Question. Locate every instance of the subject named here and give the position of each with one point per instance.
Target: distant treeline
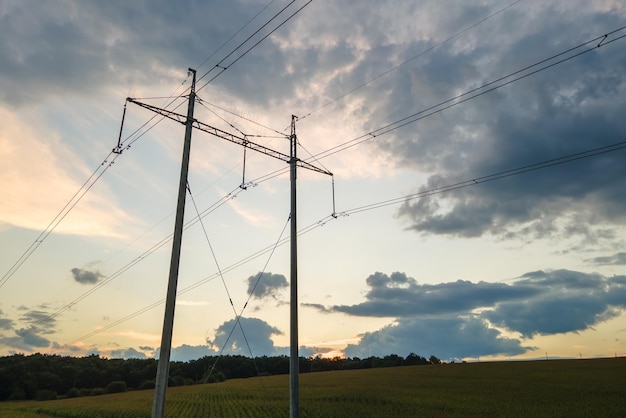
(44, 377)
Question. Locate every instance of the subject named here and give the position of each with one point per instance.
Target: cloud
(27, 334)
(549, 115)
(187, 352)
(128, 353)
(263, 285)
(258, 333)
(85, 276)
(398, 295)
(464, 319)
(569, 302)
(618, 259)
(446, 338)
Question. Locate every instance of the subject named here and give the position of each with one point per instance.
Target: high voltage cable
(219, 270)
(77, 197)
(411, 59)
(457, 100)
(90, 182)
(422, 114)
(256, 44)
(377, 205)
(238, 316)
(136, 260)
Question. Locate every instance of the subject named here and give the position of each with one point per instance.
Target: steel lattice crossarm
(239, 140)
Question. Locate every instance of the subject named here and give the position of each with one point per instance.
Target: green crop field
(556, 388)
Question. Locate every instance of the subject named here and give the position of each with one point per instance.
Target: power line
(460, 98)
(377, 205)
(438, 44)
(224, 68)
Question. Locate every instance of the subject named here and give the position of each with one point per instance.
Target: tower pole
(163, 367)
(294, 359)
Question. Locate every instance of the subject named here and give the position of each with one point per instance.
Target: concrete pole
(294, 359)
(163, 368)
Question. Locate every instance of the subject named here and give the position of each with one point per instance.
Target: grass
(556, 388)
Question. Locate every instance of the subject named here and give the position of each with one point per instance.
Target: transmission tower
(158, 406)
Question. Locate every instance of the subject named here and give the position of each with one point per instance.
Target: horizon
(476, 208)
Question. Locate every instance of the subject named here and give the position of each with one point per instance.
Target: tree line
(45, 376)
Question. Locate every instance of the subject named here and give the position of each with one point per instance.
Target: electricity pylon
(190, 122)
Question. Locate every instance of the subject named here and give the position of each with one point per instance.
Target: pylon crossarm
(236, 139)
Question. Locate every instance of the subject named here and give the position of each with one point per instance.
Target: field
(555, 388)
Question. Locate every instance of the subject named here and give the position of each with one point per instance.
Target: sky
(476, 209)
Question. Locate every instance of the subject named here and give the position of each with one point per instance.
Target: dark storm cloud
(572, 108)
(618, 259)
(5, 323)
(86, 276)
(27, 333)
(39, 318)
(82, 47)
(398, 295)
(569, 301)
(446, 338)
(128, 353)
(264, 285)
(537, 303)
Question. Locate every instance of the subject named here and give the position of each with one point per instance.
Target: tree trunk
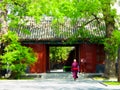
(110, 26)
(3, 29)
(118, 65)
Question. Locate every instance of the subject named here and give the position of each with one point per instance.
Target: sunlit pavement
(56, 81)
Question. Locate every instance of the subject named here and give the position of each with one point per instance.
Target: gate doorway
(59, 55)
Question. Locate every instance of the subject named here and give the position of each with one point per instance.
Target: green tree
(16, 57)
(92, 10)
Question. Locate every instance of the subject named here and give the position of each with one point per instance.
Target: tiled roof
(46, 30)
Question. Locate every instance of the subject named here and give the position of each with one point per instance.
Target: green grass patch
(111, 83)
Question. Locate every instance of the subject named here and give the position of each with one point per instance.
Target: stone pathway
(55, 81)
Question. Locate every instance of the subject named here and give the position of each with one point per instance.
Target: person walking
(75, 69)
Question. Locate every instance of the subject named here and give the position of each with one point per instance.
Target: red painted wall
(40, 65)
(88, 52)
(93, 55)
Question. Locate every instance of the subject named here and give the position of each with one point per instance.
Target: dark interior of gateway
•••
▶ [WORK INSTRUCTIONS]
Each record should be printed again precisely, though not its pictures.

▶ [TASK ANSWER]
Question. Locate every instance of the subject named here and give the position of each with one point per instance.
Target: distant treeline
(44, 377)
Question. Locate every instance of the subject named here and give the position of each with one point per instance.
Target: cloud
(27, 334)
(549, 115)
(187, 352)
(128, 353)
(263, 285)
(258, 333)
(85, 276)
(398, 295)
(464, 319)
(569, 302)
(618, 259)
(446, 338)
Question. Locate every instance of the subject named here and give the position of each with one point per instance.
Target: high voltage cable
(219, 270)
(77, 197)
(411, 59)
(457, 100)
(90, 182)
(422, 114)
(256, 44)
(377, 205)
(238, 316)
(136, 260)
Question. Locate every instance of the subject named here and give the position of each with one point per instance.
Target: steel lattice crossarm
(239, 140)
Question. Locate every instance of the subject named here and give the position of each with one point per instance.
Target: green crop field
(556, 388)
Question. Locate every instance of the subject named here and give the position of each with one point per instance.
Target: power line
(460, 98)
(377, 205)
(438, 44)
(224, 68)
Question. Locate every instance of the subject named here and give the position of each with one point per instance.
Target: tower pole
(163, 367)
(294, 359)
Question. Locate every instance of the subject named here and give the position of each with one point per instance.
Target: concrete pole
(294, 359)
(163, 368)
Question. Locate every instance of the subject named here and give the position of each with one point per instance.
Target: grass
(556, 388)
Question. Locate every instance of the subject named here and give the position of each with one point per instance.
Target: transmission tower
(158, 406)
Question. Locate every instance of the subject named here and give the position of each with one point per instance.
Target: horizon
(476, 208)
Question. Locate every instance of the subject named here and give the position of each with one point per instance.
Target: tree line
(45, 376)
Question. Locate every instance of the subject named here and give the position of each with one point per instance.
Target: electricity pylon
(190, 122)
Question. Locate every instance of the subject named here and give the position of each with one point per instance.
Target: pylon crossarm
(236, 139)
Question. Locate every instance of the subject named here and give the position of each with one point per instance.
Target: field
(555, 388)
Question. Locate every instance of the subject named here and give the position of each with one point per instance.
Target: sky
(476, 209)
Question. Locate every instance of the subject named here and give the position of each with one point per instance.
Target: dark storm cloud
(572, 108)
(618, 259)
(5, 323)
(86, 276)
(27, 333)
(39, 318)
(82, 47)
(398, 295)
(569, 301)
(446, 338)
(128, 353)
(264, 285)
(537, 303)
Question. Locate every instance of the subject named here and give the position of each with one point per instance.
Target: tree trunk
(110, 26)
(3, 29)
(118, 65)
Question. Locate every instance of the subject named here and give the position of each with one point per instance.
Target: sunlit pavement
(56, 81)
Question. Locate every instance of the subject named here and give the position of each with one point per instance.
Target: gate doorway
(59, 55)
Question. Locate every instance of the subject named here and give the position of each with one point per instance.
Target: green tree
(16, 57)
(92, 10)
Question. Locate every instance of the subject named here and give the position of each with one point per instance.
Target: tiled roof
(46, 30)
Question. Locate every instance of the subject named here and give the position of each with one point per instance.
Target: green grass patch
(111, 83)
Question. Locate every instance of the subject named here and give the position of each with one point per instance.
Target: stone pathway
(55, 81)
Question. Locate every instance of the subject named here and give the position of each with one point per instance.
Target: person walking
(75, 69)
Question. Locate every instance of the subject named here and give the position of each with one point per instance.
Target: red painted wall
(40, 65)
(88, 52)
(93, 55)
Question. Locate every instance of the subject named here and give the position of each with one point per instance.
Target: dark interior of gateway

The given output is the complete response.